Agnes's Jotul Oslo is about the closest stove I have seen to this one made today and seems to have similar features.


----------



## coog (Oct 9, 2008)

shaunbagone said:


> Ok im an idiot with a question. I have an open fireplace in my living room. House is 2 years old, well insulated. My wife likes the fireplace even though I keep telling her its worthless. Even if I put a small stove in the opening wouldnt I be sucking all the combustion air out of the house? Is the stove more efficient at producing heat even though its sucking air out of the house? I have a add on Daka in the attached garage tied into the house. It helps alot but cant keep up when its really cold, mostly because of the location. I need to make my open fireplace work for me instead of against me, keeping my wife happy. Suggestions?

SOURCE INFORMATION.
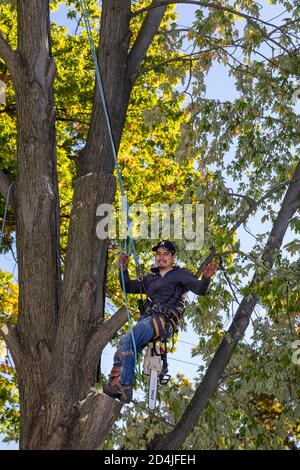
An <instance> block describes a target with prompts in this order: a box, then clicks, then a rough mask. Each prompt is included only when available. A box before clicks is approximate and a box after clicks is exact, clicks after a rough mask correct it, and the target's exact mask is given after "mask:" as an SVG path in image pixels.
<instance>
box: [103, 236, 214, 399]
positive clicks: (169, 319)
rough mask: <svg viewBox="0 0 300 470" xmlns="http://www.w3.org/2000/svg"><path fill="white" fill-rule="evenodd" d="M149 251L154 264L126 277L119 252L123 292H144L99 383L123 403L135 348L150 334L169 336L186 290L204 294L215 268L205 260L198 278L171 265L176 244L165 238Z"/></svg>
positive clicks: (128, 383) (130, 395)
mask: <svg viewBox="0 0 300 470" xmlns="http://www.w3.org/2000/svg"><path fill="white" fill-rule="evenodd" d="M152 251H154V252H155V267H153V268H151V273H149V274H147V275H146V276H144V277H143V278H142V279H141V280H131V279H130V277H129V274H128V270H127V267H128V259H129V258H128V255H127V254H125V253H122V254H121V255H120V257H119V264H120V269H122V270H123V275H124V281H125V290H126V292H127V293H130V294H138V293H140V292H143V293H145V294H147V300H146V302H145V304H144V305H143V306H141V308H140V311H141V315H140V318H139V320H138V322H137V324H136V325H135V327H134V328H133V330H132V332H133V333H131V332H128V333H127V334H126V335H125V336H123V338H122V339H121V341H120V343H119V347H118V349H117V351H116V353H115V356H114V366H113V368H112V370H111V373H110V377H109V381H108V382H107V383H106V384H105V385H104V387H103V391H104V393H106V394H107V395H109V396H110V397H112V398H118V399H120V400H121V401H123V402H124V403H129V402H130V400H131V399H132V384H133V379H134V367H135V349H136V352H140V351H141V350H142V349H143V348H144V346H145V345H146V344H147V343H149V342H150V341H151V340H152V339H154V338H160V339H161V340H165V339H168V338H170V337H171V336H172V335H173V334H174V333H175V331H176V330H177V328H178V325H179V322H180V317H181V315H182V313H183V310H184V306H185V302H184V299H185V295H186V293H187V292H188V291H191V292H193V293H194V294H197V295H205V294H206V292H207V289H208V286H209V283H210V278H211V277H212V275H213V274H214V273H215V271H216V266H215V264H214V263H209V264H208V265H207V266H206V267H205V269H204V271H203V278H202V279H201V280H199V279H197V278H196V276H194V275H193V274H192V273H191V272H190V271H188V270H187V269H186V268H180V267H179V266H174V261H175V258H176V248H175V246H174V244H173V243H172V242H170V241H169V240H163V241H161V242H159V243H158V244H157V245H156V246H154V247H153V248H152ZM120 280H121V273H120ZM121 286H122V282H121ZM132 336H134V342H135V347H134V344H133V338H132Z"/></svg>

GOAL OF THE EXERCISE. Extend the forum thread about wood stoves and open fireplaces, picking up right after its final line.

ANSWER TO THE EXERCISE.
I think it is a good question.With a proper install (insulated liner with the rest of the flu blocked) you will only lose the air that goes through the air intake...much better than the existing situation. In a real tight home you would be better served by an outside air kit, which can be tricky in a fireplace install.Check to see if you have a some sort of air intake for the fireplace.


----------



## coog (Oct 9, 2008)

*New Jotul*

Never fired Jotul 600. 80 degrees today, so I'll have to wait.


----------



## coog (Oct 9, 2008)

Good catch.The code is for 26" and I only have 23". The reason the stove is still unfired is that the installer is making up a insulated steel mantel protector. I have always put my own stoves in but decided to go with a pro this time.We'll see if it was worth it.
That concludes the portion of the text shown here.